Prompt 1:
Translate this sentence from the article on how trees communicate into Spanish: "A forest can be viewed as one giant organism made up of hundreds of thousands of individuals all interconnected."
Prompt 2:
From the article on how trees communicate, quote word for word the part that opens with the words containing "Another sample in" and closes with "organisms on Earth.".
Prompt 3:
According to the article on how trees communicate, what area does the single honey fungus found in Switzerland cover?

Forest Feed: How Trees Like, Share, & Communicate Through Mycelial Networks 🌲🍄
This is the story of how trees can talk, heal, warn, and nourish each other across vast distances using a silent and sophisticated social network powered by mushrooms.
A forest can be viewed as one giant organism made up of hundreds of thousands of individuals all interconnected.
While no single tree, shrub, or flower can “talk” — chemical messages are transferred with the help of symbiotic mushrooms living amongst the roots of forest-dwelling plants.
Mushrooms are just a small part of the fungi growing underground. Like an iceberg, we can only see a small portion of the behemoth that exists below the surface.
In Switzerland, researchers discovered a single honey fungus covering an area of 120 acres. This organism is estimated to be over 1000 years old.
Another sample in Oregon is estimated to be 2400 years old and covers an area of over 2000 acres with an estimated weight of 660 tons. This officially makes fungi the largest known organisms on Earth.
The vast mycelial network that makes up the underground part of mushrooms connects the many trees of the forest. This network of roots and mycelium form what the Peter Wohlleben (a legendary German forester-turned-ecologist) calls “the Wood Wide Web.”
Peter’s book “The Hidden Life of Trees” is a fascinating exploration of this topic — it’s definitely worth reading if you find this topic as interesting as I do.
Mycorrhizae: Fungi That Live Inside The Roots of Trees
To understand how and why trees communicate, we must first understand the symbiotic relationship that connects plants and fungi.
The symbiotic relationship between trees and fungi is a fascinating and vital aspect of the forest ecosystem. The partnership between trees and fungi is known as “mycorrhizae” — a mutually beneficial exchange between the roots of trees and the mycelium of mycorrhizal fungi.
There are two types of mycorrhizal relationships:
Endomycorrhizae — AKA “arbuscular mycorrhizae.” These species penetrate the root cells themselves, facilitating an even closer biochemical exchange between the fungus and the plant. This type is common in agricultural and grassland settings.
Ectomycorrhizae — These form a sheath around the roots and are typical in forest ecosystems, especially with trees like pines and oaks. The psychedelic mushroom, Amanita muscaria is an example of this type of mushroom.
Mycorrhizal fungi colonize the root systems of trees, forming a network of mycelium that extends far and wide into the surrounding soil. This mycelial network enhances the tree’s ability to absorb water and nutrients, such as phosphorus and nitrogen, from the soil. In return, the fungi receive carbohydrates and sugars produced by the tree through photosynthesis.
Some research has even found the mycelial network helps warn distant trees of encroaching pests and diseases in other parts of the forest.
This mutually beneficial relationship allows both the trees and fungi to flourish and grow stronger. It’s a shared economy where the ecosystem flourishes together without greed. Resources are shared, trash is recycled, and health is maintained across species boundaries.
There’s even some research that suggests the mycelial network has a form of primitive intelligence, complete with capacity for decision-making and memory.

Data to examine:
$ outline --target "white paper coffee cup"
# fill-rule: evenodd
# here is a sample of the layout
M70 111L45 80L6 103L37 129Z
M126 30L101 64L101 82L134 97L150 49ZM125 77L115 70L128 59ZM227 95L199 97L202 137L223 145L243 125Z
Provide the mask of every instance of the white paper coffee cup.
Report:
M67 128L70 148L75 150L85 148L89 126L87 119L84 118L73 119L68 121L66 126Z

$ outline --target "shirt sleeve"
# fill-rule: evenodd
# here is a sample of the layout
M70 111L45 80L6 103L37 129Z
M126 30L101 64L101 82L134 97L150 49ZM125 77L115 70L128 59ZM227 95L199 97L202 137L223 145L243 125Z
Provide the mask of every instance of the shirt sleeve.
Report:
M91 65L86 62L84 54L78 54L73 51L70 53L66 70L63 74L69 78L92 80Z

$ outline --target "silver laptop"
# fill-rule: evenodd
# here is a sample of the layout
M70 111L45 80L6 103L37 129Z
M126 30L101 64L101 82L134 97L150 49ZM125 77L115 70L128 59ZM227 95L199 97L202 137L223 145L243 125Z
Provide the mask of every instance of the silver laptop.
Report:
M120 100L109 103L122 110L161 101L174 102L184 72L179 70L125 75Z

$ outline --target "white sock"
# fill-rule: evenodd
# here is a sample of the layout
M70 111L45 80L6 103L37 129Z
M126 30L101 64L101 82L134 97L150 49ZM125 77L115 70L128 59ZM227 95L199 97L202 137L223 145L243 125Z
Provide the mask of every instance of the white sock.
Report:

Worked solution 1:
Un bosque puede verse como un único organismo gigante formado por cientos de miles de individuos, todos interconectados.

Worked solution 2:
Another sample in Oregon is estimated to be 2400 years old and covers an area of over 2000 acres with an estimated weight of 660 tons. This officially makes fungi the largest known organisms on Earth.

Worked solution 3:
120 acres.